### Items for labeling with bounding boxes
______________________________
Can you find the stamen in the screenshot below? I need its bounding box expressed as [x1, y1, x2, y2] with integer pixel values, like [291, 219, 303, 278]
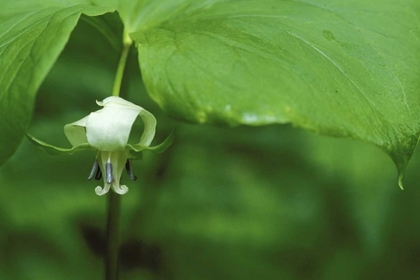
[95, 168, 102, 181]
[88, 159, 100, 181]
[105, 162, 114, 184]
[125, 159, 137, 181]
______________________________
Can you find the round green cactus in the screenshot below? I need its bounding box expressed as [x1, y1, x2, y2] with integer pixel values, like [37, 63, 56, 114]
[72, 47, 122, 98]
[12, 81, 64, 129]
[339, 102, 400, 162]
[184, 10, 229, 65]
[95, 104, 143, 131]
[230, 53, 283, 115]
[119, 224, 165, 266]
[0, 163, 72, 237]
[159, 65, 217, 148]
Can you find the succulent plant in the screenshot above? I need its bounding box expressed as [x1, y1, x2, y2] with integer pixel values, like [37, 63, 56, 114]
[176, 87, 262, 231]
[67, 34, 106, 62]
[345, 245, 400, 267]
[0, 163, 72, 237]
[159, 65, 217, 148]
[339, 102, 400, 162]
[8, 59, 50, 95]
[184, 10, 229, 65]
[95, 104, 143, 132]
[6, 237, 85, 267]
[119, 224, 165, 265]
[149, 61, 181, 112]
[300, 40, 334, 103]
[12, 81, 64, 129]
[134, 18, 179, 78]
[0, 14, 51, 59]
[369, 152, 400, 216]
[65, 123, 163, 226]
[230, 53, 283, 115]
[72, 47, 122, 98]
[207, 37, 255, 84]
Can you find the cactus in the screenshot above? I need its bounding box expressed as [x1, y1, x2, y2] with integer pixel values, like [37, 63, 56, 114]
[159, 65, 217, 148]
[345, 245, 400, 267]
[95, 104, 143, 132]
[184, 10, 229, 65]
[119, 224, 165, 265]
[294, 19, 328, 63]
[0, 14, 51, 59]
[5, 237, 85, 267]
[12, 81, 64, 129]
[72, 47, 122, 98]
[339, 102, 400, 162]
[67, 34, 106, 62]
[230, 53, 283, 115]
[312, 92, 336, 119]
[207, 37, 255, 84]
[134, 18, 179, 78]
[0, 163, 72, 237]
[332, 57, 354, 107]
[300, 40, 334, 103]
______________________________
Retype the items from the line containing "Can you find the stamen" up to and including the line containing "[125, 159, 137, 181]". Omit any picture.

### FINISHED ANSWER
Can you find the stamen in the screenshot below? I need its bounding box expressed as [x1, y1, x2, y2] with integer pixel values, like [291, 219, 303, 278]
[95, 168, 102, 181]
[88, 159, 100, 181]
[105, 162, 114, 184]
[125, 159, 137, 181]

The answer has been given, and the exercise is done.